Of course, classes may support more than one such usage convention;
if they do, they can automatically be used in multiple modes. If you
try to use a terminus class as a filter, and that terminus has a constructor
with the appropriate number of arguments, it is automatically wrapped in
a "tee" filter.
Debugging Tip: "Tee" Joints can Snapshot Data
It can sometimes be hard to see what's happening, when something
goes wrong. Easily fixed: just snapshot the data. Then you can find
out where things start to go wrong.
If you're using pipeline descriptors so that they're easily
administered, just stick a write ( filename )
filter into the pipeline at an appropriate point.
Inside your programs, you can do the same thing directly: perhaps
by saving a Writer (perhaps a StringWriter) in a variable, using that
to create a TextConsumer, and making that the first part of a tee --
splicing that into your pipeline at a convenient location.
You can also use a DomConsumer to buffer the data, but remember
that DOM doesn't save all the information that XML provides, so that DOM
snapshots are relatively low fidelity. They also are substantially more
expensive in terms of memory than a StringWriter holding similar data.
Debugging Tip: Non-XML Producers
Producers in pipelines don't need to start from XML
data structures, such as text in XML syntax (likely coming
from some XMLReader that parses XML) or a
DOM representation (perhaps with a
DomParser).

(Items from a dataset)
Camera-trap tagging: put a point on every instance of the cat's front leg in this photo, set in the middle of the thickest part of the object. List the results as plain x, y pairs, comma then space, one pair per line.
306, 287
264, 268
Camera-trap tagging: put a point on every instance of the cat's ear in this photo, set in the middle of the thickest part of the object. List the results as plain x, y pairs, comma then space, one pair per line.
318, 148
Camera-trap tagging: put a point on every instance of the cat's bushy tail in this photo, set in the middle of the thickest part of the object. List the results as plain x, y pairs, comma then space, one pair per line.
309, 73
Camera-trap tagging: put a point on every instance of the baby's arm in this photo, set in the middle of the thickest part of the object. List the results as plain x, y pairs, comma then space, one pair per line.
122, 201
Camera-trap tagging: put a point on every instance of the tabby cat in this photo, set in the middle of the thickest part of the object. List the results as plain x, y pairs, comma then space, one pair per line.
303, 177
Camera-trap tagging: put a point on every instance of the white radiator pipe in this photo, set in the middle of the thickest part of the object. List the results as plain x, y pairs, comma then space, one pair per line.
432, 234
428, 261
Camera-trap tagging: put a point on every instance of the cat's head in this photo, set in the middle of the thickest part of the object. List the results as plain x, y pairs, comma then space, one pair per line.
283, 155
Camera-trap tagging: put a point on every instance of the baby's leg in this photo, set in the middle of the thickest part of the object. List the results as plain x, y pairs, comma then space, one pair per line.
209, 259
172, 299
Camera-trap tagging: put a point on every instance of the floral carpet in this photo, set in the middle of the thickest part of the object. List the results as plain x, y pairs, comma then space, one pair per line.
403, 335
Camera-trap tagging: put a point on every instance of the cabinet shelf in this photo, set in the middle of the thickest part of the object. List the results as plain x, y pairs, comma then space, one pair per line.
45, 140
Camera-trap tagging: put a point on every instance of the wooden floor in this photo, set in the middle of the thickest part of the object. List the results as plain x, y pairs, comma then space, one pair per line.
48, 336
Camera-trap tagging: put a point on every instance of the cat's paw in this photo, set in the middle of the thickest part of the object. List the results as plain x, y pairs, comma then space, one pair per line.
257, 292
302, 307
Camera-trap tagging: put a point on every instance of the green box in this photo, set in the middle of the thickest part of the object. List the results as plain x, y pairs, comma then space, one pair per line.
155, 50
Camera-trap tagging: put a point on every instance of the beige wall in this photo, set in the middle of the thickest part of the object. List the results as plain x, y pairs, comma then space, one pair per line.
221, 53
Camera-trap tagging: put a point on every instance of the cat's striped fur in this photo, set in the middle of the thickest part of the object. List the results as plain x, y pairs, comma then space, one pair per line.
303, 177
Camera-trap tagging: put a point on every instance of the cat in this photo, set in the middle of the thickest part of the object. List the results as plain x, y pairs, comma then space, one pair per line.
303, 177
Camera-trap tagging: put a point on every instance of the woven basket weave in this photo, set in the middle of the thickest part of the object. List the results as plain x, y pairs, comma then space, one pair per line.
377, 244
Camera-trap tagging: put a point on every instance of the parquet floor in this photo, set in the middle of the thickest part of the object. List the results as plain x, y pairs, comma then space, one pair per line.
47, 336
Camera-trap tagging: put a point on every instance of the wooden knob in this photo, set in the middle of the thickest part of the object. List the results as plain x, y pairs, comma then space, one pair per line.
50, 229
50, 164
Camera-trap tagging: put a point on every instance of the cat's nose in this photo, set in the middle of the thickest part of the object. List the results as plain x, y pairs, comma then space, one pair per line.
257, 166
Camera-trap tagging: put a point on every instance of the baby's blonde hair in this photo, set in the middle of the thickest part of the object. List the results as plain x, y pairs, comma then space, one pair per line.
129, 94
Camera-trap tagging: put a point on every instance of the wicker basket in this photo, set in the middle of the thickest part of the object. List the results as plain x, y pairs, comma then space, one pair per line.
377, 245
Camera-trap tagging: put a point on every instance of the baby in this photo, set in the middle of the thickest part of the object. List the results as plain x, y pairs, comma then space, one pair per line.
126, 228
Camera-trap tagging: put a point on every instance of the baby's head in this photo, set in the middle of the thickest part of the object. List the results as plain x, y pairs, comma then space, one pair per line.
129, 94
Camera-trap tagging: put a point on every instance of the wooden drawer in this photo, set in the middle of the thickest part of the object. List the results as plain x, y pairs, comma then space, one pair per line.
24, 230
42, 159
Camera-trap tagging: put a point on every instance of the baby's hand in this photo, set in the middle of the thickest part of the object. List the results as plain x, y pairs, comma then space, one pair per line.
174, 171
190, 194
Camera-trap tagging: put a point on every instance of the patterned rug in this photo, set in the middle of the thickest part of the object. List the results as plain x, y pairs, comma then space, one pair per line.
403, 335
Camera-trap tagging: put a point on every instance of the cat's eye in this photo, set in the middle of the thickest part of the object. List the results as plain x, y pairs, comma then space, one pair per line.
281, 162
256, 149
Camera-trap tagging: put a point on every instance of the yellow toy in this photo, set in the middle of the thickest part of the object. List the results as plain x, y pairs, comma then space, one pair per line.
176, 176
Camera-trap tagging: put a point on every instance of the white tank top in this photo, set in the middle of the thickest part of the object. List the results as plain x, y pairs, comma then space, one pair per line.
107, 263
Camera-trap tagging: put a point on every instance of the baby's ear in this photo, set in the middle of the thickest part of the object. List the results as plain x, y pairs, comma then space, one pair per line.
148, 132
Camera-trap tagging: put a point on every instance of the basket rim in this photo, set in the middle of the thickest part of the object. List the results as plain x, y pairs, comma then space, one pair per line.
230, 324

• Written request A:
Answer these questions from the pipeline text, one per line:
(i) When a terminus class is used as a filter and has a constructor with the appropriate number of arguments, what is it automatically wrapped in?
(ii) Which filter can be placed into a pipeline built from pipeline descriptors to snapshot the data?
(iii) Why are DOM snapshots described as relatively low fidelity?
• Written request B: Write the next part of the pipeline text, picking up right after its last sentence.
The data above is separate material with no connection to the pipeline text.

• Task result A:
(i) It is wrapped in a "tee" filter.
(ii) A write ( filename ) filter.
(iii) DOM doesn't save all the information that XML provides.

• Task result B:
One common type of event producer will instead make
direct calls to SAX event handlers returned from an
EventConsumer.
For example, making ContentHandler.startElement
calls and matching ContentHandler.endElement calls.
Applications making such calls can catch certain
common "syntax errors" by using a
WellFormednessFilter.
That filter will detect (and report) erroneous input data
such as mismatched document, element, or CDATA start/end calls.
Use such a filter near the head of the pipeline that your
producer feeds, at least while debugging, to help ensure that
you're providing legal XML Infoset data.
You can also arrange to validate data on the fly.
For DTD validation, you can configure a
ValidationConsumer
to work as a filter, using any DTD you choose.
Other validation schemes can be handled with other
validation filters.